What you need to do:
Can you pull out the lines of the material, reproduced word for word, starting at the line that has "Could you please outline every instance of the squeezed" and stopping at the end of the material, with both of those lines included?
══════
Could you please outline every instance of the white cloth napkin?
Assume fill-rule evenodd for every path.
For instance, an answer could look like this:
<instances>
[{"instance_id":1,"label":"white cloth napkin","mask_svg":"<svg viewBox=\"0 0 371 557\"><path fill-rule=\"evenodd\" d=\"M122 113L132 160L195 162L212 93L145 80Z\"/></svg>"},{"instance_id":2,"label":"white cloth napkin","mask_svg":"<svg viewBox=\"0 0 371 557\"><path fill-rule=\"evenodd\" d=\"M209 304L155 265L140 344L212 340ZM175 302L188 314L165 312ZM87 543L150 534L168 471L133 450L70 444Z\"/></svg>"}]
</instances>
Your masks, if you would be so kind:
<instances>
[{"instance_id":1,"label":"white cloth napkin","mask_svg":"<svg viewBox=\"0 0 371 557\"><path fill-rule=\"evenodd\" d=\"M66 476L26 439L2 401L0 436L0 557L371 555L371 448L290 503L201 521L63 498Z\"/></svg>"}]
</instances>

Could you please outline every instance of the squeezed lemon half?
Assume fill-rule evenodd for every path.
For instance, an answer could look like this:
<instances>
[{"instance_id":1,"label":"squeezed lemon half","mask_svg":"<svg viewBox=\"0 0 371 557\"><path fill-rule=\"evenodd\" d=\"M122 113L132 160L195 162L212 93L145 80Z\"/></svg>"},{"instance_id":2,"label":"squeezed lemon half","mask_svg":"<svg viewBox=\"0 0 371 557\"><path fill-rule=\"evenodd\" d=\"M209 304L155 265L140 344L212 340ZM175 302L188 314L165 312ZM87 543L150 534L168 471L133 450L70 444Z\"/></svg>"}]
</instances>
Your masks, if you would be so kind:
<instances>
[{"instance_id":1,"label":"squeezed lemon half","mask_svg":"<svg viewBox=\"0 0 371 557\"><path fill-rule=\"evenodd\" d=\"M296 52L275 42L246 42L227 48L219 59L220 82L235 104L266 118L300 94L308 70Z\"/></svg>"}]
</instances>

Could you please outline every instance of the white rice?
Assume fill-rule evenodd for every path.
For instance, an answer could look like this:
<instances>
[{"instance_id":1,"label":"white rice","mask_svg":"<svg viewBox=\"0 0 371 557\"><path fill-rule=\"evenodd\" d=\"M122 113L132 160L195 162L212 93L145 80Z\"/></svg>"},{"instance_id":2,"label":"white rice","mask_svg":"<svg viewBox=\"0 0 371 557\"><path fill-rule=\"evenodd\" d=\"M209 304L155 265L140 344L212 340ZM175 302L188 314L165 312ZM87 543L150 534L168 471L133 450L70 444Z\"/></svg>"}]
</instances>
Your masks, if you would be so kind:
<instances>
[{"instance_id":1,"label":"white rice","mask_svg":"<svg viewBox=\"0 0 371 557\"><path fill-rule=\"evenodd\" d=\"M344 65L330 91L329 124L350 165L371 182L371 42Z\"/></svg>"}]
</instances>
══════
Result of the task:
Could you please outline every instance of the squeezed lemon half?
Assume fill-rule evenodd for every path.
For instance, an answer could look like this:
<instances>
[{"instance_id":1,"label":"squeezed lemon half","mask_svg":"<svg viewBox=\"0 0 371 557\"><path fill-rule=\"evenodd\" d=\"M122 113L132 160L195 162L212 93L145 80Z\"/></svg>"},{"instance_id":2,"label":"squeezed lemon half","mask_svg":"<svg viewBox=\"0 0 371 557\"><path fill-rule=\"evenodd\" d=\"M209 304L155 265L140 344L212 340ZM175 302L188 314L165 312ZM87 543L150 534L168 471L133 450L70 444Z\"/></svg>"}]
</instances>
Your masks, if you would be so kind:
<instances>
[{"instance_id":1,"label":"squeezed lemon half","mask_svg":"<svg viewBox=\"0 0 371 557\"><path fill-rule=\"evenodd\" d=\"M296 52L275 42L246 42L227 48L219 59L220 82L235 104L266 118L300 94L308 70Z\"/></svg>"}]
</instances>

Could you please outline every instance of the white rice?
Assume fill-rule evenodd for every path.
For instance, an answer could look like this:
<instances>
[{"instance_id":1,"label":"white rice","mask_svg":"<svg viewBox=\"0 0 371 557\"><path fill-rule=\"evenodd\" d=\"M122 113L132 160L195 162L212 93L145 80Z\"/></svg>"},{"instance_id":2,"label":"white rice","mask_svg":"<svg viewBox=\"0 0 371 557\"><path fill-rule=\"evenodd\" d=\"M209 304L155 265L140 344L212 340ZM175 302L188 314L165 312ZM87 543L150 534L168 471L133 450L70 444Z\"/></svg>"}]
</instances>
Your masks, if you would be so kind:
<instances>
[{"instance_id":1,"label":"white rice","mask_svg":"<svg viewBox=\"0 0 371 557\"><path fill-rule=\"evenodd\" d=\"M344 65L330 91L329 124L350 165L371 182L371 42Z\"/></svg>"}]
</instances>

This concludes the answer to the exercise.